··· Task inputs

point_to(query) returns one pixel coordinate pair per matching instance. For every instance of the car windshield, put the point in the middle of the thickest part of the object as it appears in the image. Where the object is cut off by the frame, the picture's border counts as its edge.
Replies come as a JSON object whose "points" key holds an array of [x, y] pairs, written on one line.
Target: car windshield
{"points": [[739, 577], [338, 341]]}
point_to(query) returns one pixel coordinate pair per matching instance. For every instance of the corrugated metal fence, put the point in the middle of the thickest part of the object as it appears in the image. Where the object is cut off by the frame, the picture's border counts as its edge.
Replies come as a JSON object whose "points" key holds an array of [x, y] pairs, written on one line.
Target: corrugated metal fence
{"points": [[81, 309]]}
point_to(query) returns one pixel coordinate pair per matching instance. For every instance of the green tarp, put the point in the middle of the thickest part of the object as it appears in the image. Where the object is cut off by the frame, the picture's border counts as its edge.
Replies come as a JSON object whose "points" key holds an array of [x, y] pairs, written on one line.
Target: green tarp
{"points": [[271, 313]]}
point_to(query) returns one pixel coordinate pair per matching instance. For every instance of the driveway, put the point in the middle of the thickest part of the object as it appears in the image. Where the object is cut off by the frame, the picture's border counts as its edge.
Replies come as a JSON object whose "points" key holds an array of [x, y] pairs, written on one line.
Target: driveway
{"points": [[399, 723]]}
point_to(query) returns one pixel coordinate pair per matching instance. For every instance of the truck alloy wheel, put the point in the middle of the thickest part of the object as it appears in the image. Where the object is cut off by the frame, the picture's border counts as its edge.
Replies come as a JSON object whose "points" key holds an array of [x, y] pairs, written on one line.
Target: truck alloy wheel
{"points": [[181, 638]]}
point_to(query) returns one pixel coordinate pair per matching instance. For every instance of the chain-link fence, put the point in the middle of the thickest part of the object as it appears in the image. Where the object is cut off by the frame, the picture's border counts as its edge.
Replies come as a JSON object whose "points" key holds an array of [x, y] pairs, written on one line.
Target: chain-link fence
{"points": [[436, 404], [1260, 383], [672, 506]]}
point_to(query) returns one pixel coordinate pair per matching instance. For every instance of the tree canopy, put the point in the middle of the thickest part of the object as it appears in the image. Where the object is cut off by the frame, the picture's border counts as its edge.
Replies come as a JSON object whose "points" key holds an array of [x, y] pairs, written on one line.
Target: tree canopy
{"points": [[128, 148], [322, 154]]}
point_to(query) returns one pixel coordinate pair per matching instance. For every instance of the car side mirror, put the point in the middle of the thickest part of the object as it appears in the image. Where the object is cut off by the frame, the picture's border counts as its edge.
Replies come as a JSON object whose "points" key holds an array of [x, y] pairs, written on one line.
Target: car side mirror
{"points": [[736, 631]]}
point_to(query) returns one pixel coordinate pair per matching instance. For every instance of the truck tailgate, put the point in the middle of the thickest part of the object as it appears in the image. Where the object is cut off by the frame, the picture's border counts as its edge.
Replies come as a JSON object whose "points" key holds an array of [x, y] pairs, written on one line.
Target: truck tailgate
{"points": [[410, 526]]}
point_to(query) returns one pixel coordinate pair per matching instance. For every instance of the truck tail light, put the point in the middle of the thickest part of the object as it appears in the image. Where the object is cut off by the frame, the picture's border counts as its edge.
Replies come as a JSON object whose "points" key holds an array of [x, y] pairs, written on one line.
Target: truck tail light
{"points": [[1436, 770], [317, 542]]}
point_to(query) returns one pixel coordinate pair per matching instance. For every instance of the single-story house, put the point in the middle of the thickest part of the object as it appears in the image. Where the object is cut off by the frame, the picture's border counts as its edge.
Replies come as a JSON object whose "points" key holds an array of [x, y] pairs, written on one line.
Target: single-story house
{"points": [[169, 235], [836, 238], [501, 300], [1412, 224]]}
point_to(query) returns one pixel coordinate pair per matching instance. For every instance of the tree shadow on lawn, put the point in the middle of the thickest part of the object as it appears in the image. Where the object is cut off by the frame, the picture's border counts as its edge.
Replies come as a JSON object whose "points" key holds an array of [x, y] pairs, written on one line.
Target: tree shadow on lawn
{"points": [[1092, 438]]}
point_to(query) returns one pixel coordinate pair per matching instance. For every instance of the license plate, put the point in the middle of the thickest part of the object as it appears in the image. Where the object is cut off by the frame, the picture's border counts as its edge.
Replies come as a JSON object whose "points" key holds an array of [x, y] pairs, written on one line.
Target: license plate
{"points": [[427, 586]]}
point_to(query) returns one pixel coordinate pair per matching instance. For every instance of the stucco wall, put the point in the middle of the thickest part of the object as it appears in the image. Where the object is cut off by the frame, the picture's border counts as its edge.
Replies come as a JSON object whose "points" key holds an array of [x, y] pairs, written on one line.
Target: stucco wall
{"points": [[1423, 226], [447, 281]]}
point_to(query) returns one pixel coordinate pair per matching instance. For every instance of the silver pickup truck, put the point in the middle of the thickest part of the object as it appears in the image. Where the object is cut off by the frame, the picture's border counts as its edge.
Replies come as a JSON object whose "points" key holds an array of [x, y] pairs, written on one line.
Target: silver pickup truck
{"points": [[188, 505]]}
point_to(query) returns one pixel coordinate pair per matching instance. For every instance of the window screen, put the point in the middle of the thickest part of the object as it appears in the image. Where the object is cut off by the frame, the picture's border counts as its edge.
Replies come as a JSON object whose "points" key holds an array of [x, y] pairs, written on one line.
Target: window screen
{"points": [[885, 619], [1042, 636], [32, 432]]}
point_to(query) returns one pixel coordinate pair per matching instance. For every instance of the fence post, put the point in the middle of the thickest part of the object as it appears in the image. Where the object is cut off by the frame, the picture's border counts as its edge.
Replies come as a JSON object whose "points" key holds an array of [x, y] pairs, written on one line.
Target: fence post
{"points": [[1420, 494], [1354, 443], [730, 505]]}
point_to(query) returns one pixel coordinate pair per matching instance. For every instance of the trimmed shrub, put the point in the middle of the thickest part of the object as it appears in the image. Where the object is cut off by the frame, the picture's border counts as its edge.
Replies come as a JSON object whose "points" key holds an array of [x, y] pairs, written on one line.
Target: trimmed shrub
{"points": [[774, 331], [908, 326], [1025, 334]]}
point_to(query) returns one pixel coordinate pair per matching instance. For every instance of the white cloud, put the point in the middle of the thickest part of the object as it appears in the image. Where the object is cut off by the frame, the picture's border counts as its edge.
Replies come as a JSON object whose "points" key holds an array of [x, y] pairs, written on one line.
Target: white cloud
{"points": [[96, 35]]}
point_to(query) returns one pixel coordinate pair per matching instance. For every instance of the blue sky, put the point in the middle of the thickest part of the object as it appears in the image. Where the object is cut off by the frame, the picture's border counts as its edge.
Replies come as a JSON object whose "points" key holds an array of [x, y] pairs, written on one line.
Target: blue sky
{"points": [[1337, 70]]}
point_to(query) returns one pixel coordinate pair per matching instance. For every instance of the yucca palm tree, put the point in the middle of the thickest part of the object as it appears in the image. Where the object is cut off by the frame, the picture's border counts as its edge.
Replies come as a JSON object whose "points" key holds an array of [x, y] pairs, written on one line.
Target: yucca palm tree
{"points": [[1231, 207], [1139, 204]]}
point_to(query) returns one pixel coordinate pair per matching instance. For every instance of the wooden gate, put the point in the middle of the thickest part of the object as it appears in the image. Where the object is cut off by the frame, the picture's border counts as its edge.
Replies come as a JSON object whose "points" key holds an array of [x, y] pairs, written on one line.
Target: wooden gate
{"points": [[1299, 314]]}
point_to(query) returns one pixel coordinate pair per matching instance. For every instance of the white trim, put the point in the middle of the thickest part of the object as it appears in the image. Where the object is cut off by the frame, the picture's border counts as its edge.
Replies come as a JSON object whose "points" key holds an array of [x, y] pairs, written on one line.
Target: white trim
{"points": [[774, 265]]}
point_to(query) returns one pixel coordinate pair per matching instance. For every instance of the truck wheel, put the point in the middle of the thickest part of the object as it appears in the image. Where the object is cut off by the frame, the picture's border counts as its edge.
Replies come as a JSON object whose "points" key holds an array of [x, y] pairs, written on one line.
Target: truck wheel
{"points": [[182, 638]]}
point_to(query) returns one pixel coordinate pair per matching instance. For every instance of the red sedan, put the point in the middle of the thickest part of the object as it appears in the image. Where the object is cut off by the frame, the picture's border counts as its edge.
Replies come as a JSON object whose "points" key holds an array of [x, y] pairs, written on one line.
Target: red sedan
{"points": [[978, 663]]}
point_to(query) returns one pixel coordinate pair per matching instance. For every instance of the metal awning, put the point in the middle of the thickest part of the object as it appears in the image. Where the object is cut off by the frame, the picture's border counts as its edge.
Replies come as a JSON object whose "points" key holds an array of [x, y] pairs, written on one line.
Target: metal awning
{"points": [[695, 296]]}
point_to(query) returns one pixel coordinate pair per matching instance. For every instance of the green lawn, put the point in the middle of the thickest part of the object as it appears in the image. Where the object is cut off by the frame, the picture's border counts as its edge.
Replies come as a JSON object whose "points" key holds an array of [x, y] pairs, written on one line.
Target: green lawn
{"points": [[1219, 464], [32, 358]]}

······

→ What the task asks
Give back the lines of the listing from the one with "truck wheel, put" through the end, both included, exactly as written and with nothing added.

→ Exercise response
point_to(query) returns one pixel coordinate pair per matching instance. For every instance of the truck wheel, put the point in the middle of the thickest part of the object as it appears in the image. Where the object is cut off by the frame, the picture's border counts as its edge.
Replies come as a JSON object whose "points" key holds an array of [x, y] pairs, written on one line.
Target: truck wheel
{"points": [[182, 638]]}
point_to(query) returns one pixel coordinate pair per matching instance. For every instance of the red sedan, put the point in the middle of the thickest part of the object as it appears in the image. Where the object is cut off by the frame, the picture's border counts as its edge.
Replies come as a JSON object whose "points" key holds an array of [x, y] pairs, written on one line.
Target: red sedan
{"points": [[978, 663]]}
point_to(query) returns one pixel coordinate pair per matching instance. For every instance of the metal awning, put the point in the middle of the thickest part of the object as it appears in the image. Where the object is cut off by the frame, the picture's border counts as its edge.
Replies come as a JSON object whose "points" key holds an array of [x, y] pairs, written on one line.
Target: metal awning
{"points": [[695, 296]]}
point_to(query) returns one pixel coordinate pair per matching instance. For every instance of the green lawn, put the point in the middle of the thickest part of the object as it appears in the image. Where the object is cut off by the frame, the picture's border counts as its edge.
Replies come as a JSON object whose "points" key holds an array of [x, y] pairs, written on one line.
Target: green lawn
{"points": [[1219, 464], [32, 358]]}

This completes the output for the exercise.